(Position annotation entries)
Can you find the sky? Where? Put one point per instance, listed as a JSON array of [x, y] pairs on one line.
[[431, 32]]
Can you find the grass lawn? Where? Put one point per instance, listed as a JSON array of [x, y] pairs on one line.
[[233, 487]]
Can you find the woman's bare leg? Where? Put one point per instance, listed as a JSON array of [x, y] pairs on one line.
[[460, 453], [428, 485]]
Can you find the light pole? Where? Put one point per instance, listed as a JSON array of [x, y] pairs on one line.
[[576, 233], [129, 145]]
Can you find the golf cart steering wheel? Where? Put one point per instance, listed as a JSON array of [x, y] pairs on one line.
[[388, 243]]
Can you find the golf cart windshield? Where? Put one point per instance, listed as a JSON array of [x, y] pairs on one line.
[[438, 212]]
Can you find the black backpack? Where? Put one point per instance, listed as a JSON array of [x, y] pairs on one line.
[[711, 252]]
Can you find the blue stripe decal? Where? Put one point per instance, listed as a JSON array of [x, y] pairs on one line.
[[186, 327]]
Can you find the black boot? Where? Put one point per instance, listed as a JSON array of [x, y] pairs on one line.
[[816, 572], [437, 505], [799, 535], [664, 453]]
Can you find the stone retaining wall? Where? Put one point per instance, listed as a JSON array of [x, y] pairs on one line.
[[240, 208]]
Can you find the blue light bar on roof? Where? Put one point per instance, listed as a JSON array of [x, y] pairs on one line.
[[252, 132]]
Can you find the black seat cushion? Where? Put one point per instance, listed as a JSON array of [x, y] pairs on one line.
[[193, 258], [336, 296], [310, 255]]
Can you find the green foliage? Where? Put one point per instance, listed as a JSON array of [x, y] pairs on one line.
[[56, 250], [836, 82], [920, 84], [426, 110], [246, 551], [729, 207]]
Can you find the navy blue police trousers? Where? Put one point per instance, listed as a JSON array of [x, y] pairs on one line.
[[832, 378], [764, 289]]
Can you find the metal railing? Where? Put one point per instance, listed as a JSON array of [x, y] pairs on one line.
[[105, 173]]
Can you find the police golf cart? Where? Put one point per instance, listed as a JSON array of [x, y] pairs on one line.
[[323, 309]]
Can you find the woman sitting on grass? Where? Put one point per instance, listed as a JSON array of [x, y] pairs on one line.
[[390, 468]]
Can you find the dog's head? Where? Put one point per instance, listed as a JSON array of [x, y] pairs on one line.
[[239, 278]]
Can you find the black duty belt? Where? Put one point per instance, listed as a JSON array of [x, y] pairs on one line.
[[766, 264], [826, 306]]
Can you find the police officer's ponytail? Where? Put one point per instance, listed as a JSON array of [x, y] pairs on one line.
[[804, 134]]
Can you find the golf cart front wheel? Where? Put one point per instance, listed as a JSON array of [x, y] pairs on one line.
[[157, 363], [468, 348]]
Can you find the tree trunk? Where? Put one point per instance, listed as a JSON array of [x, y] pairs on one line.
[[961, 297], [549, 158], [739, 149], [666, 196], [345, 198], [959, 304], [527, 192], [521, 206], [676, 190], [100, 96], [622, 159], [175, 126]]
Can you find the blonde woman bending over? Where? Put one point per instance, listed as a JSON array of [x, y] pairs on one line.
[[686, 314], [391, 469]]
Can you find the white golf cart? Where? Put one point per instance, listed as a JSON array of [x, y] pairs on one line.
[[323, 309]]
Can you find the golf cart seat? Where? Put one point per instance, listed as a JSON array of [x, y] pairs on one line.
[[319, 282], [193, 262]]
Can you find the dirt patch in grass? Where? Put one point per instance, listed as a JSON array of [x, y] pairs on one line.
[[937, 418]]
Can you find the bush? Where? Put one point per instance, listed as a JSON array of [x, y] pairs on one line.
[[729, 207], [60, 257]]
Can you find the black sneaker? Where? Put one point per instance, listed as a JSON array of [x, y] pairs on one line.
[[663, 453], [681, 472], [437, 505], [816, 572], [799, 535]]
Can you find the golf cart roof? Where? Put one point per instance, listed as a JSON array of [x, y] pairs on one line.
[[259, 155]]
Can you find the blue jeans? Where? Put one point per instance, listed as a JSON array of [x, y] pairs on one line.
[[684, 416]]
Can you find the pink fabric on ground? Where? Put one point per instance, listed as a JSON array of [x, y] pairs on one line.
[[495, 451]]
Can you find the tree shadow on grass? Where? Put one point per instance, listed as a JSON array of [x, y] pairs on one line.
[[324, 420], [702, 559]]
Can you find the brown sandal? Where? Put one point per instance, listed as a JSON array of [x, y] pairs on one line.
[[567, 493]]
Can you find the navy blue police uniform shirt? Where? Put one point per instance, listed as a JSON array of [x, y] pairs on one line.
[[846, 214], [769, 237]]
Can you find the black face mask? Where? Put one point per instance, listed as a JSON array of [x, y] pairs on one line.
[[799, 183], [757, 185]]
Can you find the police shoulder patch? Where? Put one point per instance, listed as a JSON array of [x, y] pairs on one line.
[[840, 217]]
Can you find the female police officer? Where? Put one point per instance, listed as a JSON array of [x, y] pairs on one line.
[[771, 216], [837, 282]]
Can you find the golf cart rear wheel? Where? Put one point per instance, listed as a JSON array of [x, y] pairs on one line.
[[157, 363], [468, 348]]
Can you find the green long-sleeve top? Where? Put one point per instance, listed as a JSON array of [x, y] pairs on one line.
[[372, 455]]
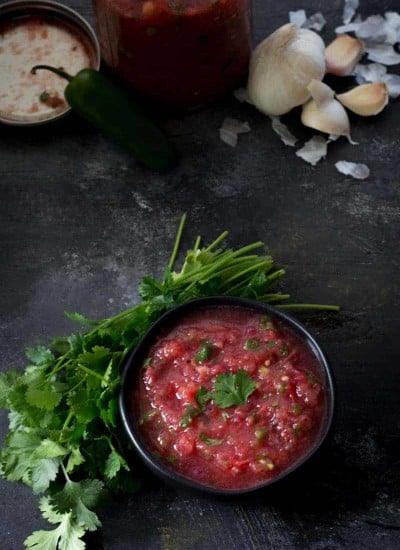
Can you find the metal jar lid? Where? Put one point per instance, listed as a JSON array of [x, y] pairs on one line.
[[40, 32]]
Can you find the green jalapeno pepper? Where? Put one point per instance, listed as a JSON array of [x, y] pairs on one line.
[[115, 113]]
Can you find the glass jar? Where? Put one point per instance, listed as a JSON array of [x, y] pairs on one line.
[[180, 54]]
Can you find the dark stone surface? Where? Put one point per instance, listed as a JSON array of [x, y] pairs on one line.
[[81, 223]]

GIVEN TASK
Write out all of the entries above word for word, leaving out the pictures.

FULL ANSWER
Can you find the sky? Where? Put one point per instance, listed as a JSON array of [x, y] pairs on one line.
[[431, 32]]
Can you find the grass lawn? Where? Put one point per instance, listed as a JSON array of [x, y] pairs on one line.
[[233, 487]]
Can you find the woman's bare leg? Where? Put one point per instance, listed as a JSON array of [x, y] pairs on one line.
[[460, 453], [428, 485]]
Can you find the light pole? Where? Put one point per instance, listed as a JSON array of [x, y] pairs on one line.
[[576, 233], [129, 145]]
Can you find the golf cart steering wheel? Where? Put one point per instance, listed as a JSON array of [x, y] pairs on one line.
[[388, 243]]
Can you find the golf cart windshield? Where? Put one point per instance, listed as a JSON array of [x, y] pairs on one line.
[[438, 212]]
Can you find the black backpack? Where? Put one point per instance, listed as a JSON array of [x, y] pairs on one line.
[[711, 252]]
Can you find the blue stripe decal? Where? Put one point per instance, listed as a JSON array of [x, y] pairs on one line.
[[186, 327]]
Can you find the black boot? Where? Put one point per instance, listed as a JSON array of [x, y] pairs on one line.
[[816, 572], [437, 505], [799, 535], [664, 453]]
Can you find the stone retaining wall? Where? Put one point per instance, listed as a JSON array of [x, y] pairs on one line.
[[240, 208]]
Can you find the blue light bar on roof? Where? Put one point per instance, listed as a JSON array of [x, y] pairs on one line.
[[252, 132]]
Can you find the black seat cushion? Where? Put one point per instance, listed as a JSON array of [x, y] pairs on one line.
[[193, 258], [336, 296], [310, 255]]
Can you find the green foliage? Where? Put one point per instance, listed as a JSON array of [x, y] pairs on one line.
[[56, 250], [836, 82], [920, 84], [426, 110], [246, 551], [729, 207]]
Can you find the navy blue police trousers? Where? Put one point per instance, listed as a JSON array of [x, y] pairs on one line.
[[832, 378], [764, 289]]
Can you find the metal railing? Where? Put one point per instance, listed as a JSON array of [x, y] pairs on one line.
[[105, 173]]
Can you find the police golf cart? Where? Put one point per instance, listed as a JSON array of [x, y] pairs on one line.
[[323, 309]]
Can you find the woman sitting on grass? Where? Put one point per instance, listed as a JSON array of [x, y] pairs on one line.
[[390, 468]]
Can you find the dog's head? Where? Put one point per instance, listed as a JSON array of [x, y] pairs on one line.
[[239, 278]]
Can you find the black duty belt? Where? Put one point per instance, listed as a JSON array of [x, y] pairs on one line.
[[766, 264], [826, 306]]
Can you find the police officer's ponytail? Where? Put one point per instance, listed as a JSON array of [x, y] pairs on one line.
[[804, 134]]
Can you find the golf cart front wheel? Where? Put one point per instance, listed as a JSON array of [x, y] pairs on one line.
[[157, 363], [468, 348]]
Can you find the tree trunk? Where? Put one point per instance, listed as a JSON array of [x, y] pairs on one line.
[[961, 297], [549, 158], [739, 149], [666, 196], [345, 198], [959, 304], [527, 192], [521, 206], [676, 190], [100, 96], [622, 159], [175, 126]]
Can you find the blonde woman bending over? Where? Put one point per instance, listed as a JSON array of [x, y] pairs on one line.
[[686, 314], [391, 469]]
Can you find the white golf cart? Where? Put one point per instance, listed as a JSON array of [x, y] pairs on one line.
[[323, 309]]
Can you find the golf cart seat? Where? Put one point per instance, listed as a JSON array of [x, y] pairs on one line.
[[319, 282], [193, 262]]
Can you find the dirt patch in grass? Where? Put one point per instance, listed as a JSON array of [x, y] pairs on one line.
[[937, 418]]
Can you find the bush? Where? Put one point per instance, listed as a JSON array of [x, y] pairs on one line.
[[729, 207], [60, 257]]
Can you find the black sneaker? Where? Put one point per instance, listed as a JSON array of [x, y] pairs on one line.
[[663, 453], [681, 472], [437, 505], [816, 572], [799, 535]]
Can you find the golf cart roof? Where? Put one point per instance, listed as a JSON array of [x, y] pairs on one line.
[[259, 155]]
Can you find the blue jeans? Where? Put one point per instance, listed as a JSON array of [x, y] pairs on one line.
[[684, 416]]
Can you find the pink fabric on ground? Where? Put one point per instance, listed as a JSON array of [x, y] pairs on one line.
[[495, 451]]
Can you find the tree shadow on grass? Where? Put one point per instance, listed as a JSON array of [x, y] pairs on one line.
[[324, 420], [702, 559]]
Can you find the brown sandal? Where? Put one point per instance, listed as a JSON array of [x, y] pairs on one line.
[[567, 493]]
Can you find the navy blue police uniform shirt? Where? Put one point per instance, listed as a JSON array of [x, y] pairs on one line.
[[846, 214], [769, 237]]
Can you find the black face mask? Where? Put one point per instance, listed as a JSON array of [x, y] pairs on one line.
[[799, 183], [757, 185]]
Can you find the police shoulder patch? Where? Put one point per instance, listed as a JSON array of [x, y] pairs on one line.
[[840, 217]]
Can you find the female police officer? Where? Put one point per instance, listed as a JSON array of [x, y] pairs on one line.
[[771, 216], [837, 282]]
Can you find the golf cart rear wheel? Where? Put one point per instance, listed as a JSON array of [x, y] pairs on one line.
[[157, 363], [468, 348]]
Can you find the green long-sleeve top? Where? Put one point per instance, listed as a JSON array of [x, y] pairs on one line.
[[372, 455]]
Can you find the metal jar lid? Where? Put one point per instance, listed as a JSON array of [x, y] pairs on one line.
[[40, 32]]
Can you find the green jalapeno pepper? Where? Put one point per instance, listed as a JSON array of [x, y] pairs on one line.
[[115, 113]]
Can you find the glass jar? Where? Put one point per instance, listed as a JSON array of [x, y] pairs on one line.
[[180, 54]]
Can you find the dark stone surface? Where? Put one point per instance, listed as a JSON array of [x, y] pairs on one line.
[[81, 223]]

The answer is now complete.